■ Given task: Starting at the line containing "of the folded" and ending with the last line of the items below, reproduce every line in full. Multiply each x and y point coordinate by 0.45 and round to the nearest whole number, with halves rounded up.
** START OF Data entries **
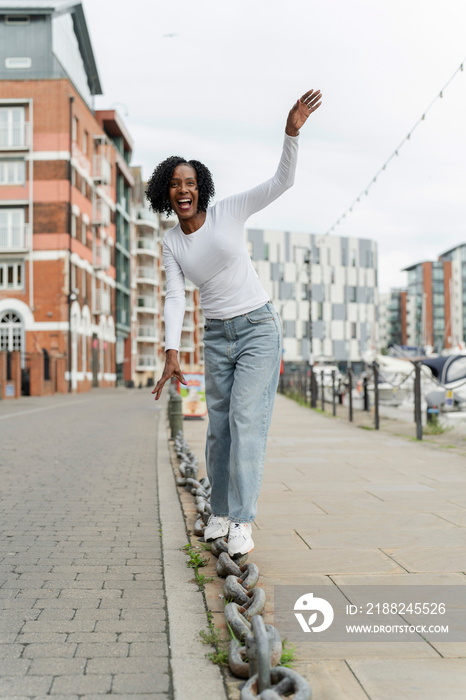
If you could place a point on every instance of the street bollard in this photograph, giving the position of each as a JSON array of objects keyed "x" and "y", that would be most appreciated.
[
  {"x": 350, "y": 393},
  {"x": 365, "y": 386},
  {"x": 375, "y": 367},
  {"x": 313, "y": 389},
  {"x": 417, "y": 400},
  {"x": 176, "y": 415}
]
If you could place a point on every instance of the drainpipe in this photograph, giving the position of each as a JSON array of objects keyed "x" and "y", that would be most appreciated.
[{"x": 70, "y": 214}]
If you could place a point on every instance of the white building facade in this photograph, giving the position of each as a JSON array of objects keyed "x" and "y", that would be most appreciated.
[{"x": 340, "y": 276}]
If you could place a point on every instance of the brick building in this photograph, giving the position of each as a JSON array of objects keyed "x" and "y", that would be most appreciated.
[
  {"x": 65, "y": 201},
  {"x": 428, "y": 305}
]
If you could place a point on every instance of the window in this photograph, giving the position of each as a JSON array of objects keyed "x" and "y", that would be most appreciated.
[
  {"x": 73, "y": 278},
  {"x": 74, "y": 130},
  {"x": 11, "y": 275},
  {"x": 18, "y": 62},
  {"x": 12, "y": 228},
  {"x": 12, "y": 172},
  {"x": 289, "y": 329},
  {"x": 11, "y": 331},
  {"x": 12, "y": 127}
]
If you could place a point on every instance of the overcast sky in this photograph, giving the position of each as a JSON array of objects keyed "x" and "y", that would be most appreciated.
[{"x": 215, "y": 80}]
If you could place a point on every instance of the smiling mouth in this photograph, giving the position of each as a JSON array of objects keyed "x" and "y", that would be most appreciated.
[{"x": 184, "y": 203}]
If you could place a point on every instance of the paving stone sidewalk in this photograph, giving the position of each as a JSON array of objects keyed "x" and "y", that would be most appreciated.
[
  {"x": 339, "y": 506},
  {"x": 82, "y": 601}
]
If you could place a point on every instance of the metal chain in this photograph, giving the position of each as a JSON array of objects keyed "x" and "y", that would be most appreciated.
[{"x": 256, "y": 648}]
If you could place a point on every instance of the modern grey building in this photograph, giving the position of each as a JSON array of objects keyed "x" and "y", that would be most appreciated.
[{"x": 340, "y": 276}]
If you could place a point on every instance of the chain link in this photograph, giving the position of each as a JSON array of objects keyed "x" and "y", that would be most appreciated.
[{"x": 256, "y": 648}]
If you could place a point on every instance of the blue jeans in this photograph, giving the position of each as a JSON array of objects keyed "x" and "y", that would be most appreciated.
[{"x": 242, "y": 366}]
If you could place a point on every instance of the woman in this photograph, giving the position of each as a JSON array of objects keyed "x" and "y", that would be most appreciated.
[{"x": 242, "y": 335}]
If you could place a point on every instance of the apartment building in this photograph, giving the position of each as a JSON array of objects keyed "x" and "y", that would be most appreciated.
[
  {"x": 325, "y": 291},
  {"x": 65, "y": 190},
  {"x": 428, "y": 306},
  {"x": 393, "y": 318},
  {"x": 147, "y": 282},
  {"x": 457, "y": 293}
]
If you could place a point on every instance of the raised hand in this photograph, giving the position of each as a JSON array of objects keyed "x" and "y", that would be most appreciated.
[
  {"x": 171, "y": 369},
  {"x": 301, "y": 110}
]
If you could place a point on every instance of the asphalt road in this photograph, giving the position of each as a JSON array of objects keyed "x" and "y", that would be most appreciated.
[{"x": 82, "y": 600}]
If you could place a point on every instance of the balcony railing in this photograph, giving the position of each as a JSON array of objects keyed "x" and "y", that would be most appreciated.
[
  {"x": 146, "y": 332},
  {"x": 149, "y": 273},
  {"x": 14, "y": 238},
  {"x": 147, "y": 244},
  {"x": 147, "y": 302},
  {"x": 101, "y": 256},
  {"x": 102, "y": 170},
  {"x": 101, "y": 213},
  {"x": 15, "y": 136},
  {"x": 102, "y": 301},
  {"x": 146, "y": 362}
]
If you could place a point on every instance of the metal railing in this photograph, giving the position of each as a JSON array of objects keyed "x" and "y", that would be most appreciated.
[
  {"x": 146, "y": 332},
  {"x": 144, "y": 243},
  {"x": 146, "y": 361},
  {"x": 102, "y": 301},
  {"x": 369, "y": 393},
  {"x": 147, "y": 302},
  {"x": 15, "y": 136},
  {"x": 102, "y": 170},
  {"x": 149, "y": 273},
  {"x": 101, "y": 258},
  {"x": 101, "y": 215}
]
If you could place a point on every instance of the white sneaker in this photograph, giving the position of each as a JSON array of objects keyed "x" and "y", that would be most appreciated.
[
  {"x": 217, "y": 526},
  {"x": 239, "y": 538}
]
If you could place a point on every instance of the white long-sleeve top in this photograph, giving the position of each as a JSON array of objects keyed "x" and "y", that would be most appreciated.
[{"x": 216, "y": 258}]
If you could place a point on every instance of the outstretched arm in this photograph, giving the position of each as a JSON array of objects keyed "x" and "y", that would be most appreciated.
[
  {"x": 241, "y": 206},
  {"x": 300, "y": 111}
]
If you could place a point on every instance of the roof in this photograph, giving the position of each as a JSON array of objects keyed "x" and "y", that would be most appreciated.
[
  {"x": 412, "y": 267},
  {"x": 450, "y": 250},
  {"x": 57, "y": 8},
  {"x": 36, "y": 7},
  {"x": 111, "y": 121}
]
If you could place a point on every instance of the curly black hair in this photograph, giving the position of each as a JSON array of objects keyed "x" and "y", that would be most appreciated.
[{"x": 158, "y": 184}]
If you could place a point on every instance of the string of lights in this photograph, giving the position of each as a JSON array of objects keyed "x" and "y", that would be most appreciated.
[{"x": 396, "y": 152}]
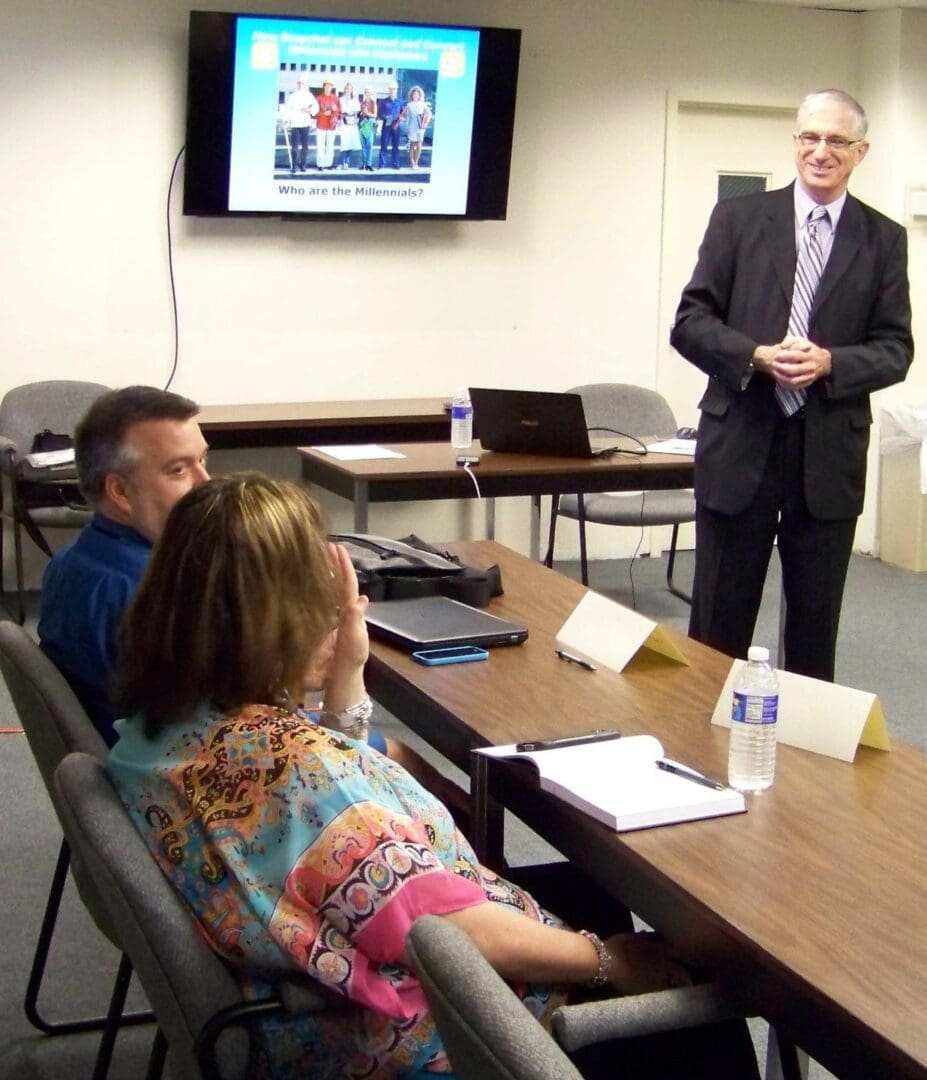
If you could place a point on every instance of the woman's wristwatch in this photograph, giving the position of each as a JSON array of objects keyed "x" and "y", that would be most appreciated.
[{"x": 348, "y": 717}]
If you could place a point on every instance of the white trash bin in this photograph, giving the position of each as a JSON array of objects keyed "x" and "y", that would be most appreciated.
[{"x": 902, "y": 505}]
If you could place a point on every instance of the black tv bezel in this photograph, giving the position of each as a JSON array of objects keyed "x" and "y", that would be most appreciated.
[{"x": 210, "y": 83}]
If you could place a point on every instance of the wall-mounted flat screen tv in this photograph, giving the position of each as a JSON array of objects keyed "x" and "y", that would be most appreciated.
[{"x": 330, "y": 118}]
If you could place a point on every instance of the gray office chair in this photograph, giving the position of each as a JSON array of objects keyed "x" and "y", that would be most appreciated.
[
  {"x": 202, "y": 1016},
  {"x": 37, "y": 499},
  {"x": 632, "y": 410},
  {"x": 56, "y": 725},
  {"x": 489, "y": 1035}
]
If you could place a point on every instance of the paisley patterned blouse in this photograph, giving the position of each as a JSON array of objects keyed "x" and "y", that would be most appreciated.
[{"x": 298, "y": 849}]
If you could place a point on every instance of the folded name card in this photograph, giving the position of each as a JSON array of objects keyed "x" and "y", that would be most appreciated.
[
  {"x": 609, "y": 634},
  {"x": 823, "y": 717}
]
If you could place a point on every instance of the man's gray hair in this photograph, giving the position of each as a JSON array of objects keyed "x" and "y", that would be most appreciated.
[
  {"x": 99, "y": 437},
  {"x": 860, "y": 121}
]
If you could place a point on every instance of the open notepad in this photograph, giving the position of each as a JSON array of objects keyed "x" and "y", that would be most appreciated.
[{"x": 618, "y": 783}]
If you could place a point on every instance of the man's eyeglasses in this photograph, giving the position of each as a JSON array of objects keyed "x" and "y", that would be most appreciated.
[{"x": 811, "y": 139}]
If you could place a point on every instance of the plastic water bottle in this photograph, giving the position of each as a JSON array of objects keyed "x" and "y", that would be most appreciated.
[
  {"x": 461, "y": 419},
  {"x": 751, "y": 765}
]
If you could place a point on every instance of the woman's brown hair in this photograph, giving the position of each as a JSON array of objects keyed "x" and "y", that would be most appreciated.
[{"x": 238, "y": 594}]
** END OF Data entries **
■ Result of this task:
If you could place a point on every instance of the folded name card in this photograph, giving the position of each as a JSON array of objects keyed "x" and "y", that would be most appreciated.
[
  {"x": 274, "y": 285},
  {"x": 370, "y": 323}
]
If you could place a point on every instance of the man's gray hair in this photograph, giving the position of each as a JSON array of objects keyed "x" and "y", that would be most appreciated.
[
  {"x": 45, "y": 197},
  {"x": 387, "y": 54}
]
If you could place a point on every instance of the open notepad in this photograph, giving the position of each as a JSON array of objects keyed "x" and "y", that would be most appreciated.
[{"x": 278, "y": 352}]
If you could place a point on every instance of the man's eyeglasses in this photograph, giving the position of each as a JSON array of objects keyed "x" and "y", that would be most appreciated.
[{"x": 365, "y": 63}]
If you could place a point on every instance of the plastic water bottle in this photograph, giving the position of each as a JSON array of objects keyed "x" and "y", that would be most appreciated.
[
  {"x": 207, "y": 189},
  {"x": 338, "y": 344}
]
If you could place a point on every instance of the woman's brown hair in this photograph, giving the position of each as a JSON array of objects keyed "x" and "y", that would be most appreciated.
[{"x": 107, "y": 267}]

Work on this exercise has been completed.